Problem to work on | Give the lines again exactly, from the one holding "The response should indicate, for every instance of the red" to the last line of the listing below, both ends included and nothing added.

Records provided |
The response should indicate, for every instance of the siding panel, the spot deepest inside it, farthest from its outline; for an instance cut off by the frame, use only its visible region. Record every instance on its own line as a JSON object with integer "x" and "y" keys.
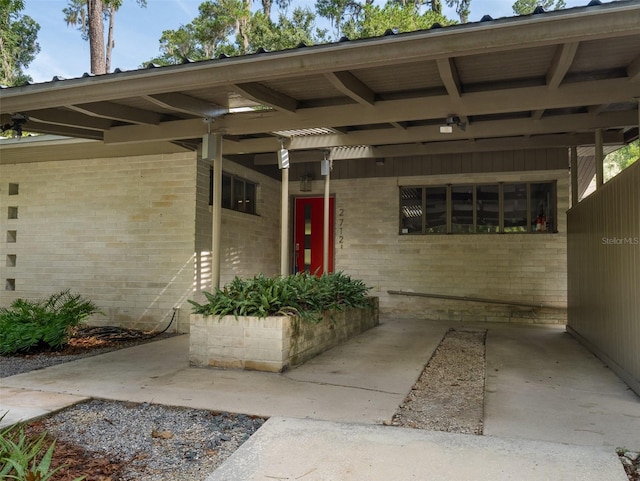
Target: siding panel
{"x": 604, "y": 273}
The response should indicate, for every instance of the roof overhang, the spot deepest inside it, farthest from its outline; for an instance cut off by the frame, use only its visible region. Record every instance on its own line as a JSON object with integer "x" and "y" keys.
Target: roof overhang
{"x": 542, "y": 80}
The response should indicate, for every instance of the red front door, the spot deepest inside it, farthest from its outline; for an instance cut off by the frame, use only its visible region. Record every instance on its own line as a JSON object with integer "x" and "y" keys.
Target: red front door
{"x": 308, "y": 234}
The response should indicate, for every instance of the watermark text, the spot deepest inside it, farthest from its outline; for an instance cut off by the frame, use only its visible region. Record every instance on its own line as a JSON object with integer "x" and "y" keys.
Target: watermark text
{"x": 618, "y": 241}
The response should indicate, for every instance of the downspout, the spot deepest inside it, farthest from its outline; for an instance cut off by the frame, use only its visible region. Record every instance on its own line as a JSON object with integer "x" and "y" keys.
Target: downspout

Reply |
The response should indicate, for every instance of the red front door, the spot deepest inside it, farthest from its outline; for an instance cut off by the frame, use only its visible region. Record every instance on its own line as a JSON object with integer "x" and "y" keys.
Target: red front door
{"x": 308, "y": 234}
The response should indicate, for every instance of the watermark text, the spot deepest inside it, farthest from its outline; for an instance cut off by the frame, use only its visible region. Record every instance on its own line as a JSON object with integer "x" and "y" keys.
Target: watermark text
{"x": 618, "y": 241}
The response should indicate, for every instance of the downspout, the spot deepest inside it, farthest from its outline; for an instance cut off by the frame, use only its visible region. Record every instance on its own line as a JSON object with integer "x" and "y" keys.
Target: downspout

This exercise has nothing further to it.